» TASK ITEM:
The lines to copy are those holding the string "brown" in the entries below.

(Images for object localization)
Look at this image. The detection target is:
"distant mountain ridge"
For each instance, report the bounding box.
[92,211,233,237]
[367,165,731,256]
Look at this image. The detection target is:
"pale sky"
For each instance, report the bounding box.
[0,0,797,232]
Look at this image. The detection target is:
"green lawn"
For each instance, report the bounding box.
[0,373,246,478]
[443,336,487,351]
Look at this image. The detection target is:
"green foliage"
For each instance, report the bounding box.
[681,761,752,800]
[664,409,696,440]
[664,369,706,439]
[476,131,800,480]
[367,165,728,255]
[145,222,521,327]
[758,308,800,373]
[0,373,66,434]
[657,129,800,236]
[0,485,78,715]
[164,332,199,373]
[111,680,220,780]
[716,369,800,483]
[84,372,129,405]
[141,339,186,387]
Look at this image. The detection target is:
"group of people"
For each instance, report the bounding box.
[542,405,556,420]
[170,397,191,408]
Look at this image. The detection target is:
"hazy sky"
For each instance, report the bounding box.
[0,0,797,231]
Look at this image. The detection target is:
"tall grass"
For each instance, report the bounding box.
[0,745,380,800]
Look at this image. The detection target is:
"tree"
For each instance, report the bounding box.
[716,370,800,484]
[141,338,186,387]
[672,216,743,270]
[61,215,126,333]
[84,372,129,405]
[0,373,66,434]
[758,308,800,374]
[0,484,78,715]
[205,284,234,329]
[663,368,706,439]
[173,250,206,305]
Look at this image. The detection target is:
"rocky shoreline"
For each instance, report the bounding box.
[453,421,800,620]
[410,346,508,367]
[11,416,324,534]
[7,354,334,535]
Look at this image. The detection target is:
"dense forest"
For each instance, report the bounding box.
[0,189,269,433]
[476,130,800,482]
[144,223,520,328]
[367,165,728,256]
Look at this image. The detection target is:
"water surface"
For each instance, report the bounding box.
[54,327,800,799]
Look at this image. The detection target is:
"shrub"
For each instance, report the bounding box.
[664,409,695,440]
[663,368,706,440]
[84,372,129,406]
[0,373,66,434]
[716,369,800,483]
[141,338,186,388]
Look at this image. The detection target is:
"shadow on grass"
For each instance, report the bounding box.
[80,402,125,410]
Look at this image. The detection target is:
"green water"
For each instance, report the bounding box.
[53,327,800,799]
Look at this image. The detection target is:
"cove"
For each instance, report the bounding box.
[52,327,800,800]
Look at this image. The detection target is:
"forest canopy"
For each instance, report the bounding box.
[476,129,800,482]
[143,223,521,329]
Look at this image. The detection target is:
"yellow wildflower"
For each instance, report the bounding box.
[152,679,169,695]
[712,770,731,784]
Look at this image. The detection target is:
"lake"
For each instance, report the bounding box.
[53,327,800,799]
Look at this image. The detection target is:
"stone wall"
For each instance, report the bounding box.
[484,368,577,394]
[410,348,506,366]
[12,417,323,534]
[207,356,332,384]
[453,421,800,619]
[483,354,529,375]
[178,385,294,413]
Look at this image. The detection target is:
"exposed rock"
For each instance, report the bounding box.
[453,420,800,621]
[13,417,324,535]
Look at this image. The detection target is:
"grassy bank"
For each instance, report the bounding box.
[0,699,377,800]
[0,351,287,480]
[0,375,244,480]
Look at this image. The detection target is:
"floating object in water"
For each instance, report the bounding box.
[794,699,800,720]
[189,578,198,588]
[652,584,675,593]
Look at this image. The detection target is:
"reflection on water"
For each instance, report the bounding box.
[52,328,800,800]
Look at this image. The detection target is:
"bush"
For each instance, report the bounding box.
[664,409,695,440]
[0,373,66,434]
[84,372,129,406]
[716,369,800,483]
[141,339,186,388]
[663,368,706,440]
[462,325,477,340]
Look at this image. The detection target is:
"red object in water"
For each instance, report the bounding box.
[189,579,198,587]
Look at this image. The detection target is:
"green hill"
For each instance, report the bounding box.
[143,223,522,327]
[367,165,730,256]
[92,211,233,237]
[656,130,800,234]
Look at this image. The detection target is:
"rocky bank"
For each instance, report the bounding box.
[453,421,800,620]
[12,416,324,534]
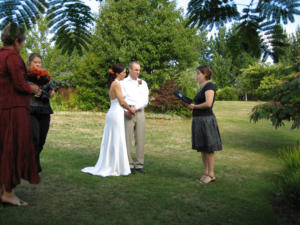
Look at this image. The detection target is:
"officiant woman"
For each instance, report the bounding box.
[0,23,41,206]
[187,65,222,184]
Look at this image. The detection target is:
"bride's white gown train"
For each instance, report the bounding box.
[81,98,131,177]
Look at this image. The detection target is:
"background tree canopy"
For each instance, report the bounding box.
[1,0,299,129]
[1,0,299,56]
[74,0,201,110]
[187,0,300,60]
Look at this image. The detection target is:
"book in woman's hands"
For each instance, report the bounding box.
[173,90,192,104]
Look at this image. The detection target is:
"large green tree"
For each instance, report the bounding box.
[74,0,201,110]
[268,24,290,63]
[208,25,257,89]
[250,65,300,129]
[287,27,300,64]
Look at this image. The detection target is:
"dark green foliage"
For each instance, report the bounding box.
[188,0,300,30]
[0,0,48,30]
[250,59,300,129]
[276,143,300,208]
[75,53,110,111]
[209,25,257,89]
[267,24,290,63]
[187,0,300,61]
[227,22,262,60]
[0,0,94,55]
[286,27,300,64]
[187,0,240,30]
[47,0,94,55]
[75,0,201,111]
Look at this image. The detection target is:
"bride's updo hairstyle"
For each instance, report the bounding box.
[107,63,126,89]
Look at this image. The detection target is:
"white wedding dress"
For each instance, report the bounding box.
[81,98,131,177]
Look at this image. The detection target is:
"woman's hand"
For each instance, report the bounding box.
[130,106,136,114]
[49,89,55,98]
[125,106,136,118]
[188,104,195,110]
[30,84,42,97]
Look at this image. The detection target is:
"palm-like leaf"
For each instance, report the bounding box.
[187,0,240,29]
[188,0,300,30]
[47,0,94,55]
[187,0,300,60]
[0,0,48,29]
[256,0,300,24]
[0,0,95,54]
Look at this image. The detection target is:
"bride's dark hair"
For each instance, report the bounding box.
[107,63,126,89]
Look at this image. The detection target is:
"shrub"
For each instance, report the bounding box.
[250,58,300,129]
[216,86,238,100]
[149,79,191,117]
[51,88,79,111]
[276,143,300,208]
[250,72,300,129]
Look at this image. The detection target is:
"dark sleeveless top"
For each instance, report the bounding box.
[192,82,216,117]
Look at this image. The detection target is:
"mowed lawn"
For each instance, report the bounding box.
[0,101,298,225]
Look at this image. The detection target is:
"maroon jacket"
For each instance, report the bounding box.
[0,47,32,110]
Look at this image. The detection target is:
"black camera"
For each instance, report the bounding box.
[40,82,56,102]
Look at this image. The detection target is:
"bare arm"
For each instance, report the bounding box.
[188,90,214,110]
[113,82,136,114]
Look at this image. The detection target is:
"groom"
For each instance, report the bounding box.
[121,61,149,174]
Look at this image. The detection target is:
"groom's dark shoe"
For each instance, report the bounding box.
[130,168,136,175]
[136,168,145,174]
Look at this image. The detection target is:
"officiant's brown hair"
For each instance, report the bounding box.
[1,23,25,46]
[196,65,212,80]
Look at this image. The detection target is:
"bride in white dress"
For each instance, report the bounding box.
[81,64,136,177]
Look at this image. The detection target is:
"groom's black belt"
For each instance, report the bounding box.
[129,105,143,112]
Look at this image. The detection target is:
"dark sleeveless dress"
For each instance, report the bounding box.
[192,82,222,152]
[0,47,40,191]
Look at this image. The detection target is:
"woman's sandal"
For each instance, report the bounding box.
[198,175,216,184]
[1,196,28,207]
[199,174,208,183]
[2,200,27,207]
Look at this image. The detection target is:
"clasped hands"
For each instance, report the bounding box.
[125,106,137,118]
[30,83,42,97]
[30,83,55,98]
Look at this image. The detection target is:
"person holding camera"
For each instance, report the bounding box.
[27,53,55,173]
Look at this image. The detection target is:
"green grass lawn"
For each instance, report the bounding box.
[1,101,299,225]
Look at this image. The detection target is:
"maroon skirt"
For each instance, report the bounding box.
[0,107,40,191]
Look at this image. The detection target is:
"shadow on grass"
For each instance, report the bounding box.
[221,127,298,157]
[0,147,279,225]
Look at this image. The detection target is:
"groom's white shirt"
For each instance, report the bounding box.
[121,76,149,110]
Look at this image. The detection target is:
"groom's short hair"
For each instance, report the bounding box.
[129,61,140,69]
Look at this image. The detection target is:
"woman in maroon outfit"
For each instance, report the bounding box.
[0,23,41,206]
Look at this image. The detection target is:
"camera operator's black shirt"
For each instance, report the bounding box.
[30,84,53,114]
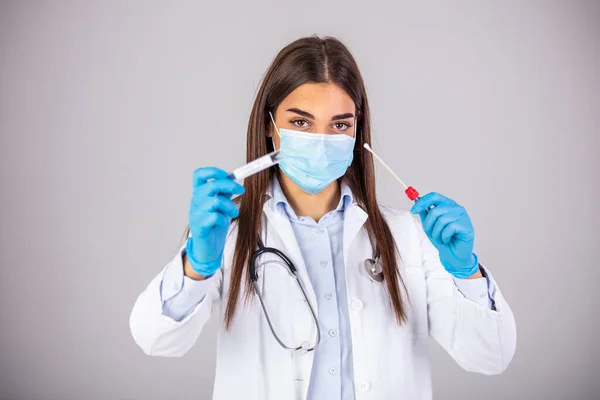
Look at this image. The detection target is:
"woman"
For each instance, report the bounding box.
[130,36,516,399]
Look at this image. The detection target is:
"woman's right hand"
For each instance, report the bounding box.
[186,167,245,277]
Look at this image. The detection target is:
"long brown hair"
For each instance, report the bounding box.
[217,36,407,329]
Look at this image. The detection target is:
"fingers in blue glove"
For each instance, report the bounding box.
[187,167,245,276]
[190,195,239,219]
[421,204,455,238]
[439,223,458,245]
[206,195,240,218]
[411,192,454,214]
[409,191,477,278]
[196,179,245,198]
[189,209,226,234]
[430,209,464,245]
[202,211,231,230]
[444,214,473,242]
[190,193,240,231]
[190,194,239,214]
[417,209,428,225]
[193,167,229,188]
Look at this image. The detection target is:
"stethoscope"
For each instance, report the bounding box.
[250,236,384,353]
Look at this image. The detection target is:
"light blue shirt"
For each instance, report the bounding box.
[161,178,497,399]
[271,177,356,399]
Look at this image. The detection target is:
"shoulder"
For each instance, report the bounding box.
[378,204,424,243]
[379,205,418,229]
[378,205,427,264]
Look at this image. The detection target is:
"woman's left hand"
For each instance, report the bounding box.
[411,192,480,279]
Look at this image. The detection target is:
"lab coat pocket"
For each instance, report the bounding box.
[402,265,428,339]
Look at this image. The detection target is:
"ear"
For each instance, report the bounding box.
[266,126,274,138]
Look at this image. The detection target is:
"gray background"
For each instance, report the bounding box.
[0,1,598,399]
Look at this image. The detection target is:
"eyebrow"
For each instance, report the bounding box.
[286,108,355,121]
[331,113,355,121]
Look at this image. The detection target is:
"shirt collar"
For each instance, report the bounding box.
[266,174,355,220]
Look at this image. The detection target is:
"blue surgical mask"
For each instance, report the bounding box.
[269,112,356,195]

» SOLUTION TO THIS PROBLEM:
"officiant's brown hair"
"long brown hair"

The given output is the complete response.